→ TASK DIRECTIONS
Write out the line that contains "of the metal", then every following line to the end of the records below, with no other lines and no changes.

→ GIVEN ENTRIES
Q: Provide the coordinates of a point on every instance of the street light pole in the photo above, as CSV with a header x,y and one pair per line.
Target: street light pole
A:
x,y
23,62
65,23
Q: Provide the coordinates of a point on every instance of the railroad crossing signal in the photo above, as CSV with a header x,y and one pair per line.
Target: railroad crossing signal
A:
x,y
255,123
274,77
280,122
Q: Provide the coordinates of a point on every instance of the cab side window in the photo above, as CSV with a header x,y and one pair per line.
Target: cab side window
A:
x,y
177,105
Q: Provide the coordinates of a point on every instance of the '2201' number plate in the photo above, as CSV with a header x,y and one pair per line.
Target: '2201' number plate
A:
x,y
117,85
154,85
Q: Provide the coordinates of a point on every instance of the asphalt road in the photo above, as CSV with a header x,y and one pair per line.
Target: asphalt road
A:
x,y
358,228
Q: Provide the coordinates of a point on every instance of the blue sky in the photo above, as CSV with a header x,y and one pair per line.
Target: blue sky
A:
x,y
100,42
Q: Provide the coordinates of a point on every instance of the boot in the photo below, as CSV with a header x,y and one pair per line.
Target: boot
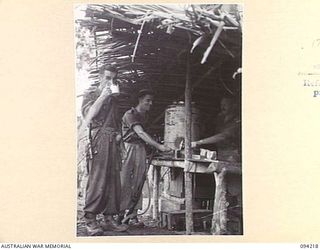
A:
x,y
109,224
92,226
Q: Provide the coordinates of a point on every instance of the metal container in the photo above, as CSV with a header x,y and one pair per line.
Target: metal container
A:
x,y
175,127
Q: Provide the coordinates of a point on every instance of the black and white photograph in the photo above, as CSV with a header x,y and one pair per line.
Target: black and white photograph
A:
x,y
158,110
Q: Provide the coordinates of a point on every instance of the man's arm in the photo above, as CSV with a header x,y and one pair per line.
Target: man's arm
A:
x,y
228,132
148,139
96,106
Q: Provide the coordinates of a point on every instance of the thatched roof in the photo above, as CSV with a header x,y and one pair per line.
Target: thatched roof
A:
x,y
149,45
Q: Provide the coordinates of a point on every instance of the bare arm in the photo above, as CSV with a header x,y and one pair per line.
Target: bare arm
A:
x,y
96,106
210,140
147,138
215,138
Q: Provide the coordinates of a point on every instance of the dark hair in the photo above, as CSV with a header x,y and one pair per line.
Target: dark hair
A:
x,y
107,67
144,92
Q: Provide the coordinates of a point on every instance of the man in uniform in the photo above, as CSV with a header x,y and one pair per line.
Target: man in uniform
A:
x,y
227,138
100,113
134,168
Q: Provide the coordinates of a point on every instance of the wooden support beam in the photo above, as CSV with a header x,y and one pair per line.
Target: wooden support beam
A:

→ RESPONSE
Q: Provide the coordinates of a point on every instance of the metal container in the photo above, as CSV with a header x,y and one pair per line.
Target: metal container
A:
x,y
175,127
Q: Provide the coordinates of a point on every instance of the black and white photograph in the photo above, as CSV with a header x,y and one pair per line.
Target: black and white photograph
A:
x,y
158,110
Q: Provide the coordinates of a point on every instance of the man's arm in the photo above, as CSV with a header x,y and one pair per line.
Target: man's arm
A:
x,y
228,132
148,139
96,106
Q: Provide the coordinates of a point on every instance of the thatched roof in the photo above, as CSV with a header x,y and one pair per line.
Target: thatched roof
A:
x,y
149,45
Q: Provide the coordinates of a point on every instance of the bare arm in the photo above, as CSV with a header x,y and one pair per line.
Target: bare arm
A:
x,y
96,106
210,140
147,138
215,138
Q: Provide the coordinates of a point on every instance of the dark hair in the photo above, as CSV with a header x,y and one pair per line.
Target: dark hair
A:
x,y
107,67
144,92
Q: Provide the coordinates of a point on every instance of the man in uniform in the photo above, as CSV with a header x,y and one pair per line.
Target: man in uniform
A:
x,y
227,138
100,113
134,168
Q: Provide the coordinates of a point on every instance of the wooden support beam in the photo above, as CSV with a header x,y and one pair per line.
Target: wooden support beam
A:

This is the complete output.